** Opening TEXT UNDER STUDY block **

In Dec. 20 letters to the Centers for Medicare & Medicaid Services (CMS) and the Office of the Inspector General (OIG), America’s Essential Hospitals emphasized the challenges inherent in caring for complex patients and the need to modify the Anti-Kickback Statute (AKS) and Physician Self-Referral Law (Stark law) to remove barriers to care coordination among this population.
The letters responded to proposed rules from the respective agencies aimed at modifying both the Stark law and AKS to allow for expanded value-based arrangements that encourage care coordination across the continuum of care.
Anti-Kickback Statute
The OIG’s proposed rule would modify existing safe harbor protections and add new safe harbors under the federal AKS for certain coordinated care and associated value-based arrangements. The rule also would add exceptions to the beneficiary inducements civil monetary penalty law, which prohibits inducements offered to patients for certain patient engagement.

** Closing TEXT UNDER STUDY block **
** Opening STUDY MATERIAL block **

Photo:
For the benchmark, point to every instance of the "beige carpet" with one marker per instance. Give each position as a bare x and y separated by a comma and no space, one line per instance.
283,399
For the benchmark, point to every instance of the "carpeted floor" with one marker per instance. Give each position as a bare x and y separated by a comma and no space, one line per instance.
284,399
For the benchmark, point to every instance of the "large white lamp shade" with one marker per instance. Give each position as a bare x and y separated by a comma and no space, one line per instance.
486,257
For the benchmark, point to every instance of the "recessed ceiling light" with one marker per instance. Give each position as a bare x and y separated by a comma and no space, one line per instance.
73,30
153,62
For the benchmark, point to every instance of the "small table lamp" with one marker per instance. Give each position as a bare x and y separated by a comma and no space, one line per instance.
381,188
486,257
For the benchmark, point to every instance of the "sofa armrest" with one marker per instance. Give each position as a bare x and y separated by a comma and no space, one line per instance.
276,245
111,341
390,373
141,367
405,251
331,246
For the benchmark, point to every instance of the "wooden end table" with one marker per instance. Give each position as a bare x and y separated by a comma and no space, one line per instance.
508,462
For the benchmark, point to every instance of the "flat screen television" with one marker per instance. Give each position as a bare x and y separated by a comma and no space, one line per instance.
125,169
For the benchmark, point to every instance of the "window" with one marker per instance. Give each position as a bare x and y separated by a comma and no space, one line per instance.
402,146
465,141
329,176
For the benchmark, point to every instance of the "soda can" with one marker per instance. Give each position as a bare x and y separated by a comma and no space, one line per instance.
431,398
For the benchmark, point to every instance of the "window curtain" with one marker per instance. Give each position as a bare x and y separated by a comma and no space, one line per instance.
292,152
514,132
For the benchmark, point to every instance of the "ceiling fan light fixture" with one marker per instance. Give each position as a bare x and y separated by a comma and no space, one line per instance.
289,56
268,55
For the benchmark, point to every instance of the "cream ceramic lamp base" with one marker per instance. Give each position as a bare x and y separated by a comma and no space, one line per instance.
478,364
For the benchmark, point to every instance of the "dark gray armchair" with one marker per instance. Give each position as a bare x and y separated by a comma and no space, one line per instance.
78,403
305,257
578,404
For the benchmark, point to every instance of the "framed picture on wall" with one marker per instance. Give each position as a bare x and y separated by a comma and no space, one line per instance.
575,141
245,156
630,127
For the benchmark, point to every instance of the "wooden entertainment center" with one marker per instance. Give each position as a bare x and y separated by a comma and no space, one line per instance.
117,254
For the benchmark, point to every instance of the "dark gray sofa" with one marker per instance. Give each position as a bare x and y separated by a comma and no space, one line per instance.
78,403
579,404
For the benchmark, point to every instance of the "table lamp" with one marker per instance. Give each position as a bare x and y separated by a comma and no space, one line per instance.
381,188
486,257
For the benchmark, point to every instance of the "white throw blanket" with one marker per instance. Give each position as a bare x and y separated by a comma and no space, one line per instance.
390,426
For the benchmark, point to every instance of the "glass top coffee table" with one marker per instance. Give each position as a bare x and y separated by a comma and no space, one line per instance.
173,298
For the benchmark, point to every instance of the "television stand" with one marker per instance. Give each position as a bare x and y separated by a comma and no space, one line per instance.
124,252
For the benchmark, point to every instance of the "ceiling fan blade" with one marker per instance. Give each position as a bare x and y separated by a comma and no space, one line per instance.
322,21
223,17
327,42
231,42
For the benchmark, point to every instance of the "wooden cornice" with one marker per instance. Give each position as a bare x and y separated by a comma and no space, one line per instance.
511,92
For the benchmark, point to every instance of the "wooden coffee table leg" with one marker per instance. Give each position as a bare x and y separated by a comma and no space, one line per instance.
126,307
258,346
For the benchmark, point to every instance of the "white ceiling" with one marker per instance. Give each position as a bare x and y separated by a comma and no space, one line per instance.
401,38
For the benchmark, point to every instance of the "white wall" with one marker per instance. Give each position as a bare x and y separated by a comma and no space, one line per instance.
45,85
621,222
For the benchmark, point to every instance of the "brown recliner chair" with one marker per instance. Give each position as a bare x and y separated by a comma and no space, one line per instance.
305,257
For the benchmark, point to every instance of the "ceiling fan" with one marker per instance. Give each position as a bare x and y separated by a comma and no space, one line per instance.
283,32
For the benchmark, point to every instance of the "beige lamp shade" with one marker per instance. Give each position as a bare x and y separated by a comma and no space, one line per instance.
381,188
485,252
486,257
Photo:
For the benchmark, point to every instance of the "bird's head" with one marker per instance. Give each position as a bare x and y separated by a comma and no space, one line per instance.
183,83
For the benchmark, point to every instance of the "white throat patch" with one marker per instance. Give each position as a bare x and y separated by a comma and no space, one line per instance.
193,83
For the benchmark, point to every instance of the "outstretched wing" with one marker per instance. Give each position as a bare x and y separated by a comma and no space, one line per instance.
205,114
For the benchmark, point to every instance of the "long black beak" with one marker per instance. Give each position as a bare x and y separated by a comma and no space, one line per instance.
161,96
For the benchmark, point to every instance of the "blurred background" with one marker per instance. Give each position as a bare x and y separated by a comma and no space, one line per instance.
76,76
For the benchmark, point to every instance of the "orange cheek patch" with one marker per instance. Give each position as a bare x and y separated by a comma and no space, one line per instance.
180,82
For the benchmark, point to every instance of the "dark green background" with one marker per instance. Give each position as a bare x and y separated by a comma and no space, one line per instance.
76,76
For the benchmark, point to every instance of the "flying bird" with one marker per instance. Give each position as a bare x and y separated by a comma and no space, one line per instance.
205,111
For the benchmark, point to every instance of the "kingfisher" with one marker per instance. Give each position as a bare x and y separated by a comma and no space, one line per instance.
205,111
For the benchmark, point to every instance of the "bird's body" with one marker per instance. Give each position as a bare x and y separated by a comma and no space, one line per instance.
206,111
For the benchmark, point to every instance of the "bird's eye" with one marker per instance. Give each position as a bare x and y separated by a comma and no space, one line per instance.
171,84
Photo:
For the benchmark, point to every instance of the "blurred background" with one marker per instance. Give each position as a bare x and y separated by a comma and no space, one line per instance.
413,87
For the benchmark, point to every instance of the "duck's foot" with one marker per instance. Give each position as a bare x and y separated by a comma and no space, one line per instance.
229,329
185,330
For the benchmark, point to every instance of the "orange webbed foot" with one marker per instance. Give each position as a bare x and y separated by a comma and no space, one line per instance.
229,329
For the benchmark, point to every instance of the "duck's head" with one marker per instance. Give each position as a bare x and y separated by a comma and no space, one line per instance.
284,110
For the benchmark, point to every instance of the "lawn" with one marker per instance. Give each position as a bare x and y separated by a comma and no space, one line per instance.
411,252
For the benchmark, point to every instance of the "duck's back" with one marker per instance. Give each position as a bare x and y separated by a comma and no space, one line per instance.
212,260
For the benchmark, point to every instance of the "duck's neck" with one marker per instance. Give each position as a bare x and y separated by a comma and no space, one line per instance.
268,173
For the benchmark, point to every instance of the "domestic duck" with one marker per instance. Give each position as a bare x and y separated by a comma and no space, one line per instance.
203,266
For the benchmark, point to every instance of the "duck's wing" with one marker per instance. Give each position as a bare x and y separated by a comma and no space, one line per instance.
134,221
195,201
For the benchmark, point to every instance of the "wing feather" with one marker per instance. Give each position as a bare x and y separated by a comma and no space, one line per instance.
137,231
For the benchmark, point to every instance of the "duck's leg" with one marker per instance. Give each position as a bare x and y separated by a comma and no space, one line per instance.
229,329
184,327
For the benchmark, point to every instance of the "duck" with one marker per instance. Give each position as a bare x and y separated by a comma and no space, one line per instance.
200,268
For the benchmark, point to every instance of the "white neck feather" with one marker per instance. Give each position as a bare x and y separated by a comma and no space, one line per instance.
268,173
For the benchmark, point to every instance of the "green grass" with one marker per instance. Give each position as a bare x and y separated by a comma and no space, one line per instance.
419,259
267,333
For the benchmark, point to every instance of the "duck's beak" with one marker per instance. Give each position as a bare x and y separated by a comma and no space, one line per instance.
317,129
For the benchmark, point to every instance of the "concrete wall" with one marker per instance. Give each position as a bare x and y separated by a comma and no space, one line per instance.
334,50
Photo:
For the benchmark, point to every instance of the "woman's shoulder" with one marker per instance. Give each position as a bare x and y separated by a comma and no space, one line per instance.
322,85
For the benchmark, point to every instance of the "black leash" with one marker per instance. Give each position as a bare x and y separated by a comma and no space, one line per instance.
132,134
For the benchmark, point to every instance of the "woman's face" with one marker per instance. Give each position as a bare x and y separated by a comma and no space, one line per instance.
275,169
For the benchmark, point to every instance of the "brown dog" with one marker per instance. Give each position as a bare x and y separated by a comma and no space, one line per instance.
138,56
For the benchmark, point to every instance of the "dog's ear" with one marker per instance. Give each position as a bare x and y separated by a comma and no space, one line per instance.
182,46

** Closing STUDY MATERIAL block **

_TASK PROMPT_:
According to the text about the hospitals' December 20 letters, why did America's Essential Hospitals call for changes to the Anti-Kickback Statute and the Stark law? Answer in one to three sentences.

_RESULT FOR THIS TASK_:
America's Essential Hospitals called for changes to the Anti-Kickback Statute and the Stark law to remove barriers to care coordination among complex patients. The group stressed the challenges inherent in caring for these patients.